Exercise passage.
────
Hundreds of fledgling Cooper’s hawks have abandoned their nests, apparently because of recent extreme heat in the Tucson area, and a few of the young birds have died, says the executive director of the Tucson Wildlife Center.

“We’ve had more than 2,000 calls over the past four days from people who have found young hawks out of their nests and on the ground,” said Lisa Bates, a founder and executive director of the nonprofit center. “We’ve examined more than 200 young Cooper’s hawks at the center’s hospital. Some have been released, but many are being treated for injuries associated with jumping out of their nests or heat-related ailments.”

Bates said some of the young birds have died, but she didn’t have an estimate as to how many.

“A man brought one in yesterday, and it died coming through the door,” she said. “A couple more have died of heatstroke and fractures from falling.”

State wildlife officials say they also have received many calls about fledgling Cooper’s hawks that have left their nests.

“I personally checked on one yesterday, but by the time I got there it had died,” said Mark Hart, a spokesman for the Arizona Game and Fish Department. “We suspect that jumping the nest is related to the high temperatures we’ve been having.”


“June is naturally the month young Cooper’s hawks begin leaving their nests,” said a news release from the wildlife center. “They are developing their ability to fly and typically spend a week on the ground learning. During this time, the parent hawks are perched nearby, prepared to attack potential threats to their young — whether they be humans or other animals. However, the extreme heat in recent days has caused many young Cooper’s hawks to abandon the nest early.”


Many people who come across fledgling hawks that have left their nests wonder how to determine if they should leave the birds alone or take action to help. Bates and Hart offered some guidance.
────
Dataset content.
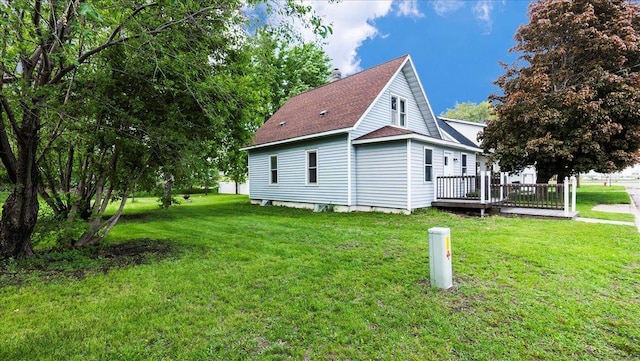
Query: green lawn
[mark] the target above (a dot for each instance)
(227, 280)
(589, 196)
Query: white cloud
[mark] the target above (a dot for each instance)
(352, 23)
(482, 12)
(409, 8)
(444, 7)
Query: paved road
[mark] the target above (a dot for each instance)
(634, 192)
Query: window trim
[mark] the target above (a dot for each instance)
(271, 169)
(307, 168)
(425, 165)
(397, 112)
(464, 164)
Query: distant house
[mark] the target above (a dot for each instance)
(369, 141)
(467, 133)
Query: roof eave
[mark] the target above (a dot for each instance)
(419, 137)
(298, 139)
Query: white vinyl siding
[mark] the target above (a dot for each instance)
(428, 164)
(421, 191)
(380, 113)
(312, 167)
(464, 164)
(398, 111)
(273, 169)
(381, 175)
(292, 184)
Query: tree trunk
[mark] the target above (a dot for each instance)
(166, 193)
(20, 210)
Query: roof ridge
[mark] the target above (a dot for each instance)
(351, 75)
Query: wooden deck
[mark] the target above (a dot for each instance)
(537, 212)
(461, 204)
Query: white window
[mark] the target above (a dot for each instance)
(428, 165)
(312, 167)
(398, 111)
(464, 164)
(273, 167)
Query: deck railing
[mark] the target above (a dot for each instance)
(545, 196)
(458, 187)
(486, 188)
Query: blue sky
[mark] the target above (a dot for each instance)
(456, 45)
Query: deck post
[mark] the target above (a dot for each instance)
(566, 196)
(482, 185)
(574, 189)
(502, 182)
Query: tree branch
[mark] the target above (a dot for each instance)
(6, 152)
(112, 42)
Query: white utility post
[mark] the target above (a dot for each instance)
(566, 196)
(574, 190)
(440, 272)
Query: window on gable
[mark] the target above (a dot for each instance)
(312, 167)
(428, 165)
(273, 167)
(398, 111)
────
Assigned task 1.
According to the Cooper's hawk article, how many calls did the Tucson Wildlife Center get over the past four days?
Assigned task 2.
Pick up the Tucson Cooper's hawk article after its last sentence and carry it forward.

Task answer 1.
More than 2,000 calls.

Task answer 2.
If the fledglings have mostly brown feathers, are walking well and appear healthy with no crusting around the beak or eyes, and if they have found shade, Bates advises people to leave them alone.

“The parent hawks likely are monitoring them from a nearby perch. If a bird appears to be heat-stressed, a shallow bowl of water could help, she said. “They should not be fed, and pets should be kept indoors away from the fledglings.”

Hart said that “young hawks that are flapping their wings and seem about to fly might be OK.” But other young birds — especially those that are mostly white with downy feathers — usually aren’t yet ready to leave the nest and might need special assistance such as a makeshift nest, he said.

“Any small plastic container, from shoebox to milk crate size, can be used to make a makeshift nest,” Hart said. “It could be lined with something — leaves for example.”

He said the nest should be attached to a tree with a wire or bungee cord to keep it out of reach of predators.

“Minimize handling of the bird, but carefully put it in the nest, Hart said.

Bates said people who find birds on the ground are welcome to call the center at 290-9453 for advice on what to do. In some cases, people will be given the center’s address and advised to bring the birds in for examination.

“If people bring them to us, we’ll examine them for fractures and disease,” Bates said. “If we find no disease or fractures, we can send them home” for release in the area where they were found.